## Excerpted records
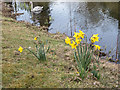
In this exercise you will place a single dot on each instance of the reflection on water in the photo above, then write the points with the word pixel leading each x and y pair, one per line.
pixel 91 18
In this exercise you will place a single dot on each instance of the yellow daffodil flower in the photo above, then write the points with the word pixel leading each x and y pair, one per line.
pixel 78 41
pixel 94 38
pixel 97 47
pixel 81 34
pixel 77 35
pixel 35 38
pixel 68 40
pixel 77 72
pixel 20 49
pixel 73 45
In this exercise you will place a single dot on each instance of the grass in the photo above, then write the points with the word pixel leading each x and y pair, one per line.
pixel 23 70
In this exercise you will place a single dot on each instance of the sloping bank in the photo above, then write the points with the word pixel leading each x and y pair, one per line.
pixel 23 70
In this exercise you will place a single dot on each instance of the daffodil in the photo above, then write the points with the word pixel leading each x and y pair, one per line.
pixel 35 38
pixel 68 40
pixel 20 49
pixel 97 47
pixel 81 34
pixel 73 45
pixel 77 35
pixel 78 41
pixel 77 72
pixel 94 38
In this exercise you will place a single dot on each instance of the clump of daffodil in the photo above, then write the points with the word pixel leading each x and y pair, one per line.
pixel 35 38
pixel 73 45
pixel 78 41
pixel 94 38
pixel 68 40
pixel 97 47
pixel 20 49
pixel 82 53
pixel 77 35
pixel 81 34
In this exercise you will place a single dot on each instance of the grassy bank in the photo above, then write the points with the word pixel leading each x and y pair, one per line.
pixel 23 70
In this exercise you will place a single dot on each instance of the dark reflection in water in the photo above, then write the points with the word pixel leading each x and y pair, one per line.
pixel 91 18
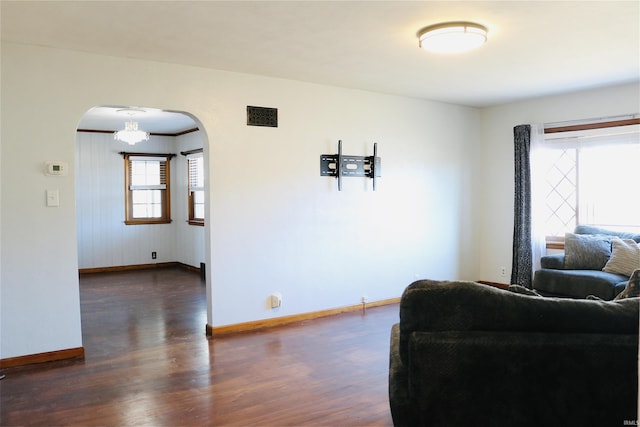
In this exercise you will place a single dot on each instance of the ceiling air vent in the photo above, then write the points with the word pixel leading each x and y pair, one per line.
pixel 262 116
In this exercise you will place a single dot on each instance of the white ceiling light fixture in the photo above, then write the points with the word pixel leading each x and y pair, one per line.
pixel 131 134
pixel 452 37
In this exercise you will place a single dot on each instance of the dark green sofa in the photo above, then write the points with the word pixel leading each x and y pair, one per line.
pixel 469 354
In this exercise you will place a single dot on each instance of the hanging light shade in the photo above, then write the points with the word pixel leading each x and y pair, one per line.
pixel 130 134
pixel 452 37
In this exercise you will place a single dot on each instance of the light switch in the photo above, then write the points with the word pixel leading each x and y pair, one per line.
pixel 53 198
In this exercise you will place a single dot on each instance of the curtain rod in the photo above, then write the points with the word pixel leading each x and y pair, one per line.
pixel 591 121
pixel 608 122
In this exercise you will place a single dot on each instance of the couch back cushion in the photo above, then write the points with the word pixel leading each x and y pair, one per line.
pixel 586 251
pixel 625 257
pixel 590 229
pixel 429 305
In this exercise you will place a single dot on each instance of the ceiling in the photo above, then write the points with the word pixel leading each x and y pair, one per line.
pixel 534 48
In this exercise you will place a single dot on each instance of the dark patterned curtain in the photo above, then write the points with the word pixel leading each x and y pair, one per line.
pixel 522 253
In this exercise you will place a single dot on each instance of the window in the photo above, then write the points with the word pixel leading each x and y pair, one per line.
pixel 591 177
pixel 147 198
pixel 195 167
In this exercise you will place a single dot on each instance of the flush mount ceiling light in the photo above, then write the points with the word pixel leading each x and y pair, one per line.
pixel 131 134
pixel 452 37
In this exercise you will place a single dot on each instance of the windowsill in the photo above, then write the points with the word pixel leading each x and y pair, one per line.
pixel 554 242
pixel 147 221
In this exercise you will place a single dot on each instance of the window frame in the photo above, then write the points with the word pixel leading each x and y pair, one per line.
pixel 557 242
pixel 165 218
pixel 191 202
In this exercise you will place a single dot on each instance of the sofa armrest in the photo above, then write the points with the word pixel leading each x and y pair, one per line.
pixel 400 402
pixel 428 305
pixel 523 379
pixel 555 262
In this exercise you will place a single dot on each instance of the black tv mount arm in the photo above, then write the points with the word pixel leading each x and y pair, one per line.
pixel 339 165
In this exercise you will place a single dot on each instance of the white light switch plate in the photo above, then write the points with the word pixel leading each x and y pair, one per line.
pixel 53 198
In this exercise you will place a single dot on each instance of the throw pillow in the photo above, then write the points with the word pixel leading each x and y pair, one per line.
pixel 632 290
pixel 586 251
pixel 519 289
pixel 625 257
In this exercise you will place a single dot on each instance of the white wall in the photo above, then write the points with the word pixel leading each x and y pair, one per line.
pixel 103 238
pixel 497 174
pixel 274 223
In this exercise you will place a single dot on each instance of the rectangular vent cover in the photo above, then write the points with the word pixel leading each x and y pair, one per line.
pixel 262 116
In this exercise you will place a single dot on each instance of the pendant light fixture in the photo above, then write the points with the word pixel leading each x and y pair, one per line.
pixel 452 37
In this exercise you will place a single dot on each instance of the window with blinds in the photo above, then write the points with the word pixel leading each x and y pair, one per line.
pixel 195 167
pixel 147 189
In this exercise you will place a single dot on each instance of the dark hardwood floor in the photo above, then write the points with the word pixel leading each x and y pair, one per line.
pixel 149 362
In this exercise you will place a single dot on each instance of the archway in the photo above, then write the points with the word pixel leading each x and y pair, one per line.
pixel 105 241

## What you have to do
Copy the data word for word, everything from the line containing "the dark hardwood" down to the end of the data, with both of those ends included.

## Task answer
In this exercise you will place a single dot on each instance of the dark hardwood floor in the photo above, then write the points with the word pixel leading each x and y pair, one per line.
pixel 149 362
In this exercise you will place a single dot on each instance of the archway in the photo above, then write the points with the word pixel leading each x and y pair, one per line.
pixel 105 241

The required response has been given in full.